- TASK DESCRIPTION -
From the saved data entries below, report every line that contains the word "mouth", copying each one in full. Case counts.

* begin RECORDS PROVIDED *

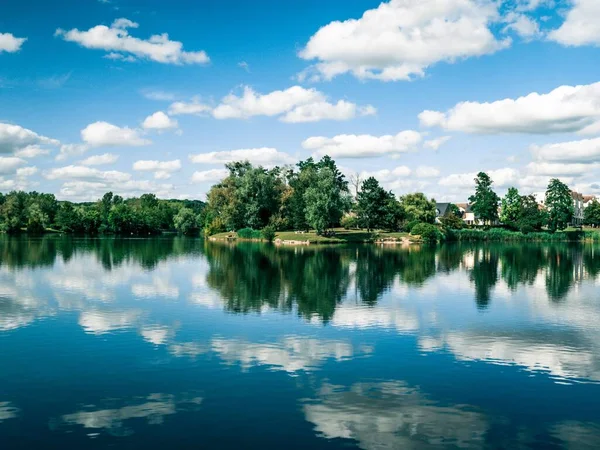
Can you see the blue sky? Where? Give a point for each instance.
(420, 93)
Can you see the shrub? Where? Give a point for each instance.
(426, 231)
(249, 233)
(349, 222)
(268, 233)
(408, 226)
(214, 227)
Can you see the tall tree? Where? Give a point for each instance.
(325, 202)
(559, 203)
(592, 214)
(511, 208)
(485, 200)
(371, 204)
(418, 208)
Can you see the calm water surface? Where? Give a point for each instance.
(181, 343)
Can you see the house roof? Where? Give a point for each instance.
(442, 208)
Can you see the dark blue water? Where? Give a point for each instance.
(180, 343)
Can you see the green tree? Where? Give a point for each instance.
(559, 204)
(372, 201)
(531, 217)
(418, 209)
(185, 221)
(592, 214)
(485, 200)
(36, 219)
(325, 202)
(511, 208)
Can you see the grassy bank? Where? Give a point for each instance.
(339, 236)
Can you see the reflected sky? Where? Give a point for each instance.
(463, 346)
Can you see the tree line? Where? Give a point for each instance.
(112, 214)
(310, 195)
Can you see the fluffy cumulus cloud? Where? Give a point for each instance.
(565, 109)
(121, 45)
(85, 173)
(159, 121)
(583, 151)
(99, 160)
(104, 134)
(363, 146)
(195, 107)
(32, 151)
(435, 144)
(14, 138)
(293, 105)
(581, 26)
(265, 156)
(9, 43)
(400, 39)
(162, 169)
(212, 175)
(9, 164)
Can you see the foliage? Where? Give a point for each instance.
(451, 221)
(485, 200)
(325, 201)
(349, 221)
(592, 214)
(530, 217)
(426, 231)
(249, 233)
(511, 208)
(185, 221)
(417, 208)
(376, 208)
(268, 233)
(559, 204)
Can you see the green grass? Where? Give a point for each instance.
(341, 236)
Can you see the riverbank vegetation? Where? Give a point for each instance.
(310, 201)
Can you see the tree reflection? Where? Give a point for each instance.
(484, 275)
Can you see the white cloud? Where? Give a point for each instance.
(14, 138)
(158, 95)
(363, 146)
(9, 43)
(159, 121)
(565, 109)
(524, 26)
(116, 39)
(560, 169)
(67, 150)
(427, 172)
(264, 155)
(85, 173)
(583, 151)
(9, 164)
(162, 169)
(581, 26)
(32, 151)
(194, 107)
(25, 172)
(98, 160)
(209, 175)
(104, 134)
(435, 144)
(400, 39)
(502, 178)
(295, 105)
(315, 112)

* end RECORDS PROVIDED *
* begin RECORDS PROVIDED *

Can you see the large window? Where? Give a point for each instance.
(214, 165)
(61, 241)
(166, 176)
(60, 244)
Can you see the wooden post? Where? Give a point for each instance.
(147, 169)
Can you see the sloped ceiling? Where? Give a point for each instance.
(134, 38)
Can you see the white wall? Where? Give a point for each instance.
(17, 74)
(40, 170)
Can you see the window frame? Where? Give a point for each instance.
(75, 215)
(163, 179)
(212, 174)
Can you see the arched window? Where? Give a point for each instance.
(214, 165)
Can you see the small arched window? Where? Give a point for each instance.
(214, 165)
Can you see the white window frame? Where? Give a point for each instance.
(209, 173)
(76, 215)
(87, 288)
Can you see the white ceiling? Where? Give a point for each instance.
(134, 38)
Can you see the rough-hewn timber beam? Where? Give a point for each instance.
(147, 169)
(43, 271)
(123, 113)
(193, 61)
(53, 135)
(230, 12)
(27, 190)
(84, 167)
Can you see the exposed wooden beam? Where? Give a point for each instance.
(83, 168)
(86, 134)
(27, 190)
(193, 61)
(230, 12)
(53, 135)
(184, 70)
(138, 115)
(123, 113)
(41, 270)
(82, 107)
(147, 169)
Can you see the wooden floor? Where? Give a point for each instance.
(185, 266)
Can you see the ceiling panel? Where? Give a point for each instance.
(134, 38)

* end RECORDS PROVIDED *
* begin RECORDS PROVIDED *

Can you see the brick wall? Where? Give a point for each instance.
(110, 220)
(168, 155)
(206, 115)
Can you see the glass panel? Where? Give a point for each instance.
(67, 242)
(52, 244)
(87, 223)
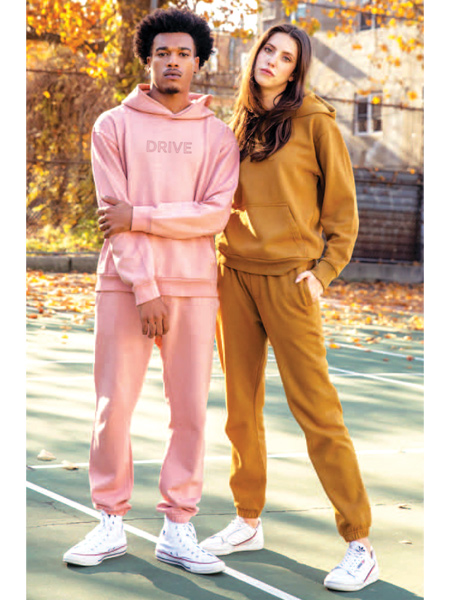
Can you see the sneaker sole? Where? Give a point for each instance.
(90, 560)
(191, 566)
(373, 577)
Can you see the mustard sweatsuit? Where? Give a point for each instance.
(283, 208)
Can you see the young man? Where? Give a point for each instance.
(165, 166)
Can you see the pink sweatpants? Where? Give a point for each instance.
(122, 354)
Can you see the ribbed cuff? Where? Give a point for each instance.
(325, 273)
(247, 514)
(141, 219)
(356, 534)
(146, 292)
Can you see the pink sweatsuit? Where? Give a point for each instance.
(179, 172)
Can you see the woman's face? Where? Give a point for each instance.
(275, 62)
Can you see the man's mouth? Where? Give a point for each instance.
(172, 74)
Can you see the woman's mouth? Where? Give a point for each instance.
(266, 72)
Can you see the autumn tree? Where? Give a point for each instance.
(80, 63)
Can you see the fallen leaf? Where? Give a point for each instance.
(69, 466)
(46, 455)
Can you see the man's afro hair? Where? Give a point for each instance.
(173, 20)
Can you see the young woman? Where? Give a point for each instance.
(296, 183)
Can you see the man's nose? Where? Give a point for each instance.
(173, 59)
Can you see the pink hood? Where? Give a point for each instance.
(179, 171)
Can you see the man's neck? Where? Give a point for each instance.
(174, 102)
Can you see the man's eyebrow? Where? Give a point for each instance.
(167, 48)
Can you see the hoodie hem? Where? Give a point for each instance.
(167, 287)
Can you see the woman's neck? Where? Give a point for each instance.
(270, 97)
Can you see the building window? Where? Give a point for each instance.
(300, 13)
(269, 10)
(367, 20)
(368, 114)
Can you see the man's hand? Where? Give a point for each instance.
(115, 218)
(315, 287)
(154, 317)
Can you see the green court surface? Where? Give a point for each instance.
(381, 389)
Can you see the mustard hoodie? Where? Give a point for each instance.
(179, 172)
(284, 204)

* end RECORDS PROVIDED *

- OUTPUT FOR THIS EXERCISE -
Can you see the man's mouth? Where? Give a point for each instance.
Can you see the woman's mouth? Where? Give a point for each instance.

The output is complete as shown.